### Material

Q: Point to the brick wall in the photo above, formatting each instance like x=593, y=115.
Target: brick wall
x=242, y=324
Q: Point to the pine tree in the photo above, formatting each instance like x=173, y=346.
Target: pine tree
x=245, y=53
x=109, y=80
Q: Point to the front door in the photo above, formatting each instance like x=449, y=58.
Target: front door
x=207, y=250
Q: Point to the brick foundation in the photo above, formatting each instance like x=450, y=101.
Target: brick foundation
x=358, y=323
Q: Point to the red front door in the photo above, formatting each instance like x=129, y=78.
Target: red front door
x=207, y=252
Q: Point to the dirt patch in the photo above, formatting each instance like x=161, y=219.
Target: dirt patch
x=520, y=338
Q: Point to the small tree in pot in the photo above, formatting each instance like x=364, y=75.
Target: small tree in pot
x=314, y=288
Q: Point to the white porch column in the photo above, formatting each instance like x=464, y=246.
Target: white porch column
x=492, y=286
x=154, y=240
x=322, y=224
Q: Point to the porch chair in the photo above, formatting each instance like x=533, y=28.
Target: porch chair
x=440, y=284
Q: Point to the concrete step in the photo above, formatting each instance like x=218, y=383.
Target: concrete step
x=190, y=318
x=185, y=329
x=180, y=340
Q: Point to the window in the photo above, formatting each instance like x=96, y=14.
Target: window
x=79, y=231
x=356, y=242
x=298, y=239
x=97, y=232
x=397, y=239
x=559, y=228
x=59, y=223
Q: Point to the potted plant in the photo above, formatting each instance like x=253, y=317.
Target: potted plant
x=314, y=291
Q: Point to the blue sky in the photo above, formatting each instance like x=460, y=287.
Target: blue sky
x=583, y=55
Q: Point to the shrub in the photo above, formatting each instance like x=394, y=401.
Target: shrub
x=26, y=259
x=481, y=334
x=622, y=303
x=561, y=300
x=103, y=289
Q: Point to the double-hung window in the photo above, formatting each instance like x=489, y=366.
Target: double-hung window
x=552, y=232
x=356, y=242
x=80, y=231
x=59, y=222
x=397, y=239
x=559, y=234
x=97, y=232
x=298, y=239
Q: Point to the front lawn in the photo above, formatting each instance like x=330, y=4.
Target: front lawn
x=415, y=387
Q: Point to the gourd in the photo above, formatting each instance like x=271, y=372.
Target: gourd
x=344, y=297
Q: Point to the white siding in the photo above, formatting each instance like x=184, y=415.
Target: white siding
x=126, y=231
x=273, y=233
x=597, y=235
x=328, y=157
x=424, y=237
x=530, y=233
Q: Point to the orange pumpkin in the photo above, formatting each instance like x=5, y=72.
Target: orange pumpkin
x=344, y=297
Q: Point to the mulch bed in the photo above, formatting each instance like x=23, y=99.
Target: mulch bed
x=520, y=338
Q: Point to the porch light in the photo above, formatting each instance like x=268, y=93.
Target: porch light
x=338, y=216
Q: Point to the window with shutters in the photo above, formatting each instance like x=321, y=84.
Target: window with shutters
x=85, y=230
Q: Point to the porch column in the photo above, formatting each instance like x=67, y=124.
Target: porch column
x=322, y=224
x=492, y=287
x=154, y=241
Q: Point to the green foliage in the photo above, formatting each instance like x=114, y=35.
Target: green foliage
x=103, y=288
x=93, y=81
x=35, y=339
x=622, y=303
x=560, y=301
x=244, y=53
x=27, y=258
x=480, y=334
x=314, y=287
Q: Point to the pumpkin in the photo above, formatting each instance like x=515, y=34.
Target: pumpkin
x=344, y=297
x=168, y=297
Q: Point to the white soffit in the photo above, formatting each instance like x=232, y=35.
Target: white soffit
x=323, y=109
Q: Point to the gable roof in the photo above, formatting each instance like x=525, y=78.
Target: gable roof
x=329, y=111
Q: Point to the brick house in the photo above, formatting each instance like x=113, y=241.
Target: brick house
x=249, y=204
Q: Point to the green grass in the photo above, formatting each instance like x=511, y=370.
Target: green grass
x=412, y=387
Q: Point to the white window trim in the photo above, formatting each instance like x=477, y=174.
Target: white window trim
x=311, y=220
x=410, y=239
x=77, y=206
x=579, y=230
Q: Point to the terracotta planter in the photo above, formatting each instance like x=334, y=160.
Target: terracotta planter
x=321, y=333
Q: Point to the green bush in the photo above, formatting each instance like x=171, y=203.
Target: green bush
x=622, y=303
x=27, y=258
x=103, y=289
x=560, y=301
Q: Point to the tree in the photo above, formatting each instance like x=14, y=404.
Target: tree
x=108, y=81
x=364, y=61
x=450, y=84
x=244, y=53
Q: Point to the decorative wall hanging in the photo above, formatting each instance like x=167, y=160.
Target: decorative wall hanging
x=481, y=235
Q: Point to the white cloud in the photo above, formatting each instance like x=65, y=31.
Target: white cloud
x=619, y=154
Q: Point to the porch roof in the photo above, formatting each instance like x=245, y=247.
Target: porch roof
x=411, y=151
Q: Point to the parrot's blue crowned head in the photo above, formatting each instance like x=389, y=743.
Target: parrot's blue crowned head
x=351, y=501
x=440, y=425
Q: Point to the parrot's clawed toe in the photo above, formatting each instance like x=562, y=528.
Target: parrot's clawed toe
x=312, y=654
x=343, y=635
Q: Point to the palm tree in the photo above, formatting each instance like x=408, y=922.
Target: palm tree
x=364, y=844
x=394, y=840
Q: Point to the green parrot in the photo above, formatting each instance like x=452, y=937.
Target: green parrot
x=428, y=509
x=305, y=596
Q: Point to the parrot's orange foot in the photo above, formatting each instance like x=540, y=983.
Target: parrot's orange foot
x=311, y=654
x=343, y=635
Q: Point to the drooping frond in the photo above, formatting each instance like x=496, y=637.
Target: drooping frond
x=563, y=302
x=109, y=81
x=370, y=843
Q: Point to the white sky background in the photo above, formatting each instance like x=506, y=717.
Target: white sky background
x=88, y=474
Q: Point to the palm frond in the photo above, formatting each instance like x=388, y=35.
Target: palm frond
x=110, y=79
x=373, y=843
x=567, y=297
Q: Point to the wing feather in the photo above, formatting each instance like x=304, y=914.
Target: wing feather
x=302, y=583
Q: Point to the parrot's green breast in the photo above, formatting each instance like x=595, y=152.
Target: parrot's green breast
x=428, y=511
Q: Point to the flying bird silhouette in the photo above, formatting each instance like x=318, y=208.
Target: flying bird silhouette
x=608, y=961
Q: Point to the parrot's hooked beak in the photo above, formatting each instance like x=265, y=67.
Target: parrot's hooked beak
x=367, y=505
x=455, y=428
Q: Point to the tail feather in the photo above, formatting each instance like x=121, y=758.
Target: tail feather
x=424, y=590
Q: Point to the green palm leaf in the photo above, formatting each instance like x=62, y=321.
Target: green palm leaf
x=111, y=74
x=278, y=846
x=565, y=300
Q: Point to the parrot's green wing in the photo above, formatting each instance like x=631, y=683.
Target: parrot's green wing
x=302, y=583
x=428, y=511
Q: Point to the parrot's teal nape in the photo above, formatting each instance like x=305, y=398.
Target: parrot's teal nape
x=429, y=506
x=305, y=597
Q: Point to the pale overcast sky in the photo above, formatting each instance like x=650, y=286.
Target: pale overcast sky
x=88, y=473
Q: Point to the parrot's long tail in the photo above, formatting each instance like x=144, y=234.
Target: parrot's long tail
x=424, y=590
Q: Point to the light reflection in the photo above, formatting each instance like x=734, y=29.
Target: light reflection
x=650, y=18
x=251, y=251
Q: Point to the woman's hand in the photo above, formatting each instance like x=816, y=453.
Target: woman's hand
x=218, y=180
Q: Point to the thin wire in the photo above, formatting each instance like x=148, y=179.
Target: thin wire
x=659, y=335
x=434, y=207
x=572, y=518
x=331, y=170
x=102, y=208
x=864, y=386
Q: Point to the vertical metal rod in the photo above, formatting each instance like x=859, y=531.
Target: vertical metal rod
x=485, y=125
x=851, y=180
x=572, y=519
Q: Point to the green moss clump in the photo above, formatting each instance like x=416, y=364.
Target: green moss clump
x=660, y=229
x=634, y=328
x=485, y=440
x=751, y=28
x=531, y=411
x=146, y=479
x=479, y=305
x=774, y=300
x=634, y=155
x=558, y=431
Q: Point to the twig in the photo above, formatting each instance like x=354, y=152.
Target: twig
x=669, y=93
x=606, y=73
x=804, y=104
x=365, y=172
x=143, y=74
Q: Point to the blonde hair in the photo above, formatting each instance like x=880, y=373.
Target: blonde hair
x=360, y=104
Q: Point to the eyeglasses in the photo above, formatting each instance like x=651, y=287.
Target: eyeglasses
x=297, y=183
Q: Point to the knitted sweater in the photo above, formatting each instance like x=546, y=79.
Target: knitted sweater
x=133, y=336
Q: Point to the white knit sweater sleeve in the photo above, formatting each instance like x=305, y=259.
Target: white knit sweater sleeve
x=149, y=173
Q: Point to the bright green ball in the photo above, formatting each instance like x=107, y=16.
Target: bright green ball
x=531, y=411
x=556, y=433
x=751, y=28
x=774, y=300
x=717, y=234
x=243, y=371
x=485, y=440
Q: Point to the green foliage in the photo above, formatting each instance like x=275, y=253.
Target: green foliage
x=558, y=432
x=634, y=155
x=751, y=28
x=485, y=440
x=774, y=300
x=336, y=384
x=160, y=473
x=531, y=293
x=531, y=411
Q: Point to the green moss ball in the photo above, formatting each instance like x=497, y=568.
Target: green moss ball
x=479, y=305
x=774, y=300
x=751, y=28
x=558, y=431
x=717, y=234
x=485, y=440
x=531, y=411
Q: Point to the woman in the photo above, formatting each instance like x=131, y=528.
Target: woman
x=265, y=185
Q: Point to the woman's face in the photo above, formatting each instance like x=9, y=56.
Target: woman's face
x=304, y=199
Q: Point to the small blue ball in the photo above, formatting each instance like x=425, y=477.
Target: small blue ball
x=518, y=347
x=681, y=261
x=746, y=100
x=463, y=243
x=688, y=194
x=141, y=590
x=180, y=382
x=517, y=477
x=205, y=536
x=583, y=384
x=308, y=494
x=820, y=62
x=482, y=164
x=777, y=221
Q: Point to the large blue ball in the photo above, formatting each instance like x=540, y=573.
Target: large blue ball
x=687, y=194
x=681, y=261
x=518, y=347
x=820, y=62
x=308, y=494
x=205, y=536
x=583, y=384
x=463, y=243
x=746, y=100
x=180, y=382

### Exercise directions
Copy the rows above verbatim, from the line containing "Q: Point to the drooping" through the line containing "x=88, y=474", including both of those lines.

### Written answer
Q: Point to the drooping frond in the photo above, formatting each instance like x=496, y=637.
Target: drooping frond
x=563, y=302
x=109, y=81
x=370, y=843
Q: Point to the white sky background in the photo above, formatting each instance like x=506, y=717.
Target: white sky background
x=88, y=474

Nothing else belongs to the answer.